- **Extract provided**:
Skip to main content

System Architecture

i18n Doctor is a web-based localization health scanner that analyzes public GitHub repositories for translation issues and provides automated fixes via Lingo.dev integration.

Core Architecture

The application follows a modern full-stack architecture:

Frontend

Next.js 15 App Router with React 19, providing server-side rendering and client-side interactivity

Backend

Next.js API routes handling GitHub integration, scanning logic, and database operations

Database

PostgreSQL via Drizzle ORM for storing scan reports, user data, and leaderboard metrics

External APIs

GitHub REST API for repository access and Lingo.dev SDK for automated translations

Core Components

The system is organized into several key components that work together to deliver the scanning and fixing functionality:

1. GitHub Integration Layer

Handles all interactions with the GitHub API:
// apps/www/lib/github.ts
- parseRepoUrl()     // Parse GitHub URLs or owner/repo strings
- getRepoInfo()      // Fetch repository metadata
- getRepoTree()      // Retrieve full file tree recursively
- getFileContent()   // Download raw file content
Features:
  • Supports both authenticated and unauthenticated requests
  • Optional GITHUB_TOKEN for higher rate limits (60 → 5,000 req/h)

- **What is asked**:
A – According to the i18n Doctor architecture page, which database and ORM store scan reports, user data, and leaderboard metrics?
B – Extend the i18n Doctor architecture page from where it stops.
The material that comes next is not needed for anything here.

- **Records supplied**:
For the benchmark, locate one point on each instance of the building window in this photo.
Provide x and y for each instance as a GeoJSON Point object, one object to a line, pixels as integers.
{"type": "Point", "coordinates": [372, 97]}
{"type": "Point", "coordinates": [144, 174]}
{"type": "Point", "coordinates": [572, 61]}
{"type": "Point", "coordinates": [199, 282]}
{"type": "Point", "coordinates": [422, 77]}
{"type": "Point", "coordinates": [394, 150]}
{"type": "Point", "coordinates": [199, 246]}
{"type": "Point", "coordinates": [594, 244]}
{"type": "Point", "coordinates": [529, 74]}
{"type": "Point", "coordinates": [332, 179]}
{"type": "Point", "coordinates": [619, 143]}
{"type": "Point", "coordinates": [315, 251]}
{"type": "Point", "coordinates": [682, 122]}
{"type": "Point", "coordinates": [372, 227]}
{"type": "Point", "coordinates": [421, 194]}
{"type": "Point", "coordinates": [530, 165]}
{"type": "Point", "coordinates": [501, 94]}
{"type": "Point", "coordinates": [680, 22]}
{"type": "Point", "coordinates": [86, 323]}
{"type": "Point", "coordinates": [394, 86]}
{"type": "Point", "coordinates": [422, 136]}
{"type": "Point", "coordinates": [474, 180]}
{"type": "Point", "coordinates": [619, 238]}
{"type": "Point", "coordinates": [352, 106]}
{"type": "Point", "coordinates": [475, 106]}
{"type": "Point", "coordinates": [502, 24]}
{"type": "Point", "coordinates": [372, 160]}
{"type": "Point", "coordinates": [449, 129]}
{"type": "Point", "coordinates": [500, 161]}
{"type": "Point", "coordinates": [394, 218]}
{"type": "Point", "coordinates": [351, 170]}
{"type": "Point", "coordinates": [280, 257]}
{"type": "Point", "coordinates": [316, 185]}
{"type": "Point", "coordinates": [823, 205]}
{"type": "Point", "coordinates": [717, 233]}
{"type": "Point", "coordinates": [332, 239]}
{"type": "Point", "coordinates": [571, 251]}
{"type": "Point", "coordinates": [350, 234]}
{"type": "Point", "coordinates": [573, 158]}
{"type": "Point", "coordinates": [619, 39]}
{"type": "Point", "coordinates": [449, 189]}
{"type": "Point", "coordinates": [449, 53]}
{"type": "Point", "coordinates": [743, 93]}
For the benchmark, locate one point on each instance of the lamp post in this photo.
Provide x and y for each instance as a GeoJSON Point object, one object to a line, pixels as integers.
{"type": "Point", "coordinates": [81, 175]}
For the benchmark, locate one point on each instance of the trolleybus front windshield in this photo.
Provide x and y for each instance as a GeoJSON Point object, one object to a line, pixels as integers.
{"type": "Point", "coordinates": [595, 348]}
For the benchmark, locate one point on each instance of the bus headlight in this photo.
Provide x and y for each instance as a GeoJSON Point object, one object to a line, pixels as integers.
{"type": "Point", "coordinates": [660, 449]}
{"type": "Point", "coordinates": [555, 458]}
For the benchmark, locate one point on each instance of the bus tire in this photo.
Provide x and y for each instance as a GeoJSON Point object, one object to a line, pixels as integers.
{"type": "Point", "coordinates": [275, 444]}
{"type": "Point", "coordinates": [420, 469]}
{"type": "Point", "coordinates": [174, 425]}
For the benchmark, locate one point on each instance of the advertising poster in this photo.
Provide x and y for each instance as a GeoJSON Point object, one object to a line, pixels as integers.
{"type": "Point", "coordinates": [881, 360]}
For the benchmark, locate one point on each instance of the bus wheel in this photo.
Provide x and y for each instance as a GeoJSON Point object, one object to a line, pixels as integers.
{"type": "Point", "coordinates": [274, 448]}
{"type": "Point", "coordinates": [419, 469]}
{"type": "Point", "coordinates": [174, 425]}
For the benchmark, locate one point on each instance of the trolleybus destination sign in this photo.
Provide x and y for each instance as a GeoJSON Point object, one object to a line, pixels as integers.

...

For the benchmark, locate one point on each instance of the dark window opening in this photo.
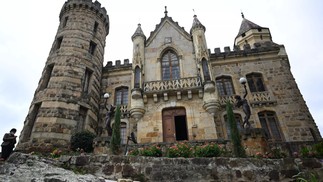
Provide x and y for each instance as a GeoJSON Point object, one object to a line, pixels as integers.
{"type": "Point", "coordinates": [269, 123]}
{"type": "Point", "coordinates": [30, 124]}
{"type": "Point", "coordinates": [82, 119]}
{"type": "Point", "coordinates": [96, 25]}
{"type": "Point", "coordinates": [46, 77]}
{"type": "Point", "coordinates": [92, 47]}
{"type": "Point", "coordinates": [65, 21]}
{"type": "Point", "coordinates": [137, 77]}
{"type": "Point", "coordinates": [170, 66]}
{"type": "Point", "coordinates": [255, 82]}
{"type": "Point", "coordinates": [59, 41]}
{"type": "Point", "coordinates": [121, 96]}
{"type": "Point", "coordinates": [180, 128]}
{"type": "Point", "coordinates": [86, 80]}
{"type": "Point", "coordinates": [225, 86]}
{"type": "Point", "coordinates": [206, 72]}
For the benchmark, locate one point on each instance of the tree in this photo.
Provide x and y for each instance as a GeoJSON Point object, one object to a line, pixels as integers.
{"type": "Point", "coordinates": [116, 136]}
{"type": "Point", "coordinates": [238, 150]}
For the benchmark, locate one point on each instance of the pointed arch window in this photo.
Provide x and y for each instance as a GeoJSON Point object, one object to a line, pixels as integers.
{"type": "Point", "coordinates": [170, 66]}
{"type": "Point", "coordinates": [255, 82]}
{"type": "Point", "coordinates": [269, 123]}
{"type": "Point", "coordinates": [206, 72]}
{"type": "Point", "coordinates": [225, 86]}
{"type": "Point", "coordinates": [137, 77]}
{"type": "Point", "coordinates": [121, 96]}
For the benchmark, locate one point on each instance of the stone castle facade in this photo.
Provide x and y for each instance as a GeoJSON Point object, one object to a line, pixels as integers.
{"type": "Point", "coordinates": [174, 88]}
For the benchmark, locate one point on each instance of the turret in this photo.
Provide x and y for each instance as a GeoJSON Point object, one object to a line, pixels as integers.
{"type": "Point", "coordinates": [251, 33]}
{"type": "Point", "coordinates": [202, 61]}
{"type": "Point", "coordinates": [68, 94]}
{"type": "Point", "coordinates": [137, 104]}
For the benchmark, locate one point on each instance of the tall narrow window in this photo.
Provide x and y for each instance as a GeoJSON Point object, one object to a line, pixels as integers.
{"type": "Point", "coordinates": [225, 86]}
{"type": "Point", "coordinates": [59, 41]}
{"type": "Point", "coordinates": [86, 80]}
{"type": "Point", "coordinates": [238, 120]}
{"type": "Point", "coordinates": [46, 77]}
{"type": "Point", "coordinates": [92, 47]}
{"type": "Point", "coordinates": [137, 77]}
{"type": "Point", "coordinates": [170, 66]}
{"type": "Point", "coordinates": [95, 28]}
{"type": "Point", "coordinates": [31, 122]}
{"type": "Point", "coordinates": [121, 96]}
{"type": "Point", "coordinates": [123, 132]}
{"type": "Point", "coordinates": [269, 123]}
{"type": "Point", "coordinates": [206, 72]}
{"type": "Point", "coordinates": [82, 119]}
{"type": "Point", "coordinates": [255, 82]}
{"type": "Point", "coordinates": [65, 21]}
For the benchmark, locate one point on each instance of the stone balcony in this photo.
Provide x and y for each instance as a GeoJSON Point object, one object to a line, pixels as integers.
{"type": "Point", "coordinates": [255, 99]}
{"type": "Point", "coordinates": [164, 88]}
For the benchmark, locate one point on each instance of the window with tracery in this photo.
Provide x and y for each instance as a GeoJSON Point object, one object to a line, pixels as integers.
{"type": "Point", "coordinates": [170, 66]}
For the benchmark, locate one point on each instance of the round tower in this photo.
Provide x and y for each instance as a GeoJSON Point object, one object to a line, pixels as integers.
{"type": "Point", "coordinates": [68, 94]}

==

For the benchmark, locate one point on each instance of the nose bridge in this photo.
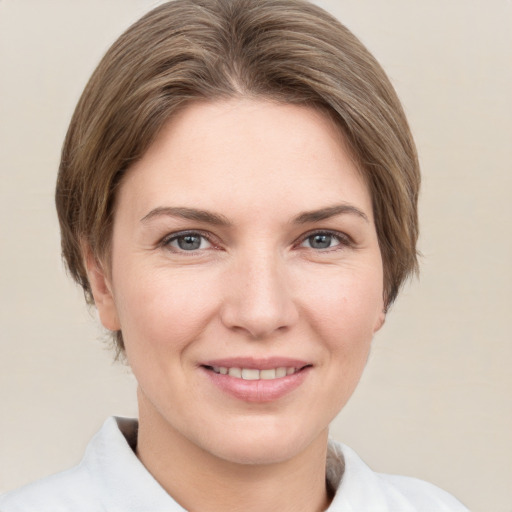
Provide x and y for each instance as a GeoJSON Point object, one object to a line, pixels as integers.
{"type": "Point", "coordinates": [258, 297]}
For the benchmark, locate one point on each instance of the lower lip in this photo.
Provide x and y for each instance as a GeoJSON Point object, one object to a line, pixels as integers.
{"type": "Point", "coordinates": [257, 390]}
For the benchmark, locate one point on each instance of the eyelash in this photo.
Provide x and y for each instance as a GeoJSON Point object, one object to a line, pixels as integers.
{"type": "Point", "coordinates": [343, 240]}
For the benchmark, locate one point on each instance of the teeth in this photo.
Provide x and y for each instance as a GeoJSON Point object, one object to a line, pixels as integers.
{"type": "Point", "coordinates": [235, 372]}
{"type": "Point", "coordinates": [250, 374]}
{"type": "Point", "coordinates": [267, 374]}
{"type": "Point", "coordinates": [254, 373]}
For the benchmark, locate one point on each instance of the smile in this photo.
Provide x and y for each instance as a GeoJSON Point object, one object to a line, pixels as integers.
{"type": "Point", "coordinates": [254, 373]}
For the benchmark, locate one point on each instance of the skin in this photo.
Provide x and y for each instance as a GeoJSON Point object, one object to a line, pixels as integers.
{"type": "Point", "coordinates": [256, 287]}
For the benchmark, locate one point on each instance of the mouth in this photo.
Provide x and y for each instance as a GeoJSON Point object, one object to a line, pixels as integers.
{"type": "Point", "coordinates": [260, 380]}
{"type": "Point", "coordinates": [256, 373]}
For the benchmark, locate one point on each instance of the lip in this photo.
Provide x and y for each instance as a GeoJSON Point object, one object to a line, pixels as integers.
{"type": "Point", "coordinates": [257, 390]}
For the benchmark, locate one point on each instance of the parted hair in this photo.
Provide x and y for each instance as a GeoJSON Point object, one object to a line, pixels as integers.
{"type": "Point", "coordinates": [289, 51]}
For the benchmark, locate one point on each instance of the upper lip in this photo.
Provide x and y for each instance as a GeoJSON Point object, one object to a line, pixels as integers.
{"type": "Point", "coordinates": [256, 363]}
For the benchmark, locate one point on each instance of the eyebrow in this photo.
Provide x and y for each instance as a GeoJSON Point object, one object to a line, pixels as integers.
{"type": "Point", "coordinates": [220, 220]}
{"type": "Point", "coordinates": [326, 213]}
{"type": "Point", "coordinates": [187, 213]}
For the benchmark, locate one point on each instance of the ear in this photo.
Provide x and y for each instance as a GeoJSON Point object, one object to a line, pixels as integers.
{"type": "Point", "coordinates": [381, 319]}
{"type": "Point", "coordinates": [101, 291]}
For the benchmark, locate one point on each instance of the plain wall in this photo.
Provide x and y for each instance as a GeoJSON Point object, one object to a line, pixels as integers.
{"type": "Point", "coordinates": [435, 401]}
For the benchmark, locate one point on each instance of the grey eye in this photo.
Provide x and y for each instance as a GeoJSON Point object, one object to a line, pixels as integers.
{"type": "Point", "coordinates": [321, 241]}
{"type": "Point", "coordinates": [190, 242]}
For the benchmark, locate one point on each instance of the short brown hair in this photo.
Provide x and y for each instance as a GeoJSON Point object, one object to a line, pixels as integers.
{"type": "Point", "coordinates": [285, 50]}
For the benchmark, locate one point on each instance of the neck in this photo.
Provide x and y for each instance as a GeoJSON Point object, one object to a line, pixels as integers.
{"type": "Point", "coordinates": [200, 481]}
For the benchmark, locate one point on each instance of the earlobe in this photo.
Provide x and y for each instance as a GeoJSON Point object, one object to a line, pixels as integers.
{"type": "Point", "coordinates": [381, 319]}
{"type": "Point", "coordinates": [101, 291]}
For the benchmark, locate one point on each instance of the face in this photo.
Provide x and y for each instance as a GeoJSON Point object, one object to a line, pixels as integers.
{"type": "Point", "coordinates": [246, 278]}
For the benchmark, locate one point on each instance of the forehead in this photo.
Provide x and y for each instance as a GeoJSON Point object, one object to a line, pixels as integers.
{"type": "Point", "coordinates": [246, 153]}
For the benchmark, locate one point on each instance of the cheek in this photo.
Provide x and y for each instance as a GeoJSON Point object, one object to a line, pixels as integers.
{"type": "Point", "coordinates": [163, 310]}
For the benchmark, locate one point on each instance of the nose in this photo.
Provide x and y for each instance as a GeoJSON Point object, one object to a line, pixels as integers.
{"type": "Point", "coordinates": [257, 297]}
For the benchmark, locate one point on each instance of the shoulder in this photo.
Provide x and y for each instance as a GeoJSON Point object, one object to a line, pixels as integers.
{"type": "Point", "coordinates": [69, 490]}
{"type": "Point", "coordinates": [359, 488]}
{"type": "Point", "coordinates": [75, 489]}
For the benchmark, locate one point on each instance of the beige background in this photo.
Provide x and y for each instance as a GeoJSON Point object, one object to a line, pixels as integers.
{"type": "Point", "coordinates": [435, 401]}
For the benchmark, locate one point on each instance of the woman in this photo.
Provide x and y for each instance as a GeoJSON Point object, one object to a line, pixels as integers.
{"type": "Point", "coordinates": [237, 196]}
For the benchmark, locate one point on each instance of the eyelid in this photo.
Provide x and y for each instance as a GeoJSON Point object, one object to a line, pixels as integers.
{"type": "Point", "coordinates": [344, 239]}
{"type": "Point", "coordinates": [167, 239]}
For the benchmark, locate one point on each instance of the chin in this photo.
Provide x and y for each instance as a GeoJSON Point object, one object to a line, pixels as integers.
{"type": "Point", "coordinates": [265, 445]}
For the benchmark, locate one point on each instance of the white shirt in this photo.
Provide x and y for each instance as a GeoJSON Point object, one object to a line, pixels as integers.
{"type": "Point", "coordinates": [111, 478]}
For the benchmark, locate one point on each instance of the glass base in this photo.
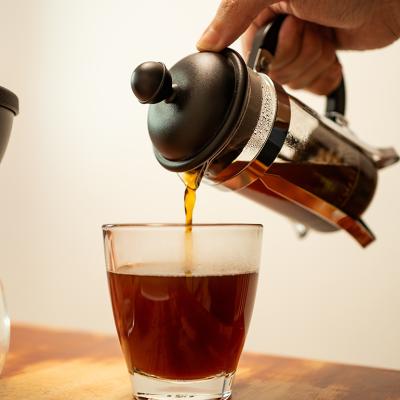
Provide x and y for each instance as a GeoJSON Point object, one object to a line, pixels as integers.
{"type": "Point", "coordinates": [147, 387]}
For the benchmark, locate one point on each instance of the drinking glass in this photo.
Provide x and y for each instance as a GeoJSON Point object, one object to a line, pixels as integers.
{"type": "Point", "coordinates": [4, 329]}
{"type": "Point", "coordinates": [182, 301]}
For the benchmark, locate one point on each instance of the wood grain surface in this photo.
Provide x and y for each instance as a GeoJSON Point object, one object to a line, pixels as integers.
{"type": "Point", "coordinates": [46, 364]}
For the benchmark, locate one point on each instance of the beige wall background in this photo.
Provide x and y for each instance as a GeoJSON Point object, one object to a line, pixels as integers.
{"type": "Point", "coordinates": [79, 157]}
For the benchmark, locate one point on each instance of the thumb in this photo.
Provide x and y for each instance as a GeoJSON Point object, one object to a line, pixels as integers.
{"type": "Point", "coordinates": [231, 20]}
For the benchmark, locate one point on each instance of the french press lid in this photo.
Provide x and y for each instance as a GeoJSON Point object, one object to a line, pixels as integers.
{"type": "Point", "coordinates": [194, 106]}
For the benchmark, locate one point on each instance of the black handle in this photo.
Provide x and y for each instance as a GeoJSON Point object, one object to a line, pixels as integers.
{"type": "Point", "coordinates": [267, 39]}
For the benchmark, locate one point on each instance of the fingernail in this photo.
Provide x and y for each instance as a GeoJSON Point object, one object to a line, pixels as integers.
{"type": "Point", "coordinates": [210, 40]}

- **Results for the exercise**:
A – PostgreSQL via Drizzle ORM.

B –
  • Handles public repositories without authentication
  • Error handling for 404s, rate limits, and API failures

2. Locale Detection Engine

// apps/www/lib/locale-detector.ts
Automatically discovers translation files in repositories by:
  • Scanning common i18n directory patterns (locales/, i18n/, public/locales/, lang/, etc.)
  • Supporting multiple file formats (JSON, YAML, .po, .properties)
  • Inferring locale codes from file names or directory structure
  • Identifying the source locale (typically en or en-US)

3. Locale Parser

// apps/www/lib/locale-parser.ts
Converts locale files into a unified format:
  • Parses JSON, YAML, and gettext .po files
  • Flattens nested translation keys into dot-notation paths
  • Normalizes different translation file structures
  • Returns a KeyMap (flat key-value pairs) for comparison
Example:
// Input: nested JSON
{
  "auth": {
    "login": "Sign In",
    "logout": "Sign Out"
  }
}

// Output: flat KeyMap
{
  "auth.login": "Sign In",
  "auth.logout": "Sign Out"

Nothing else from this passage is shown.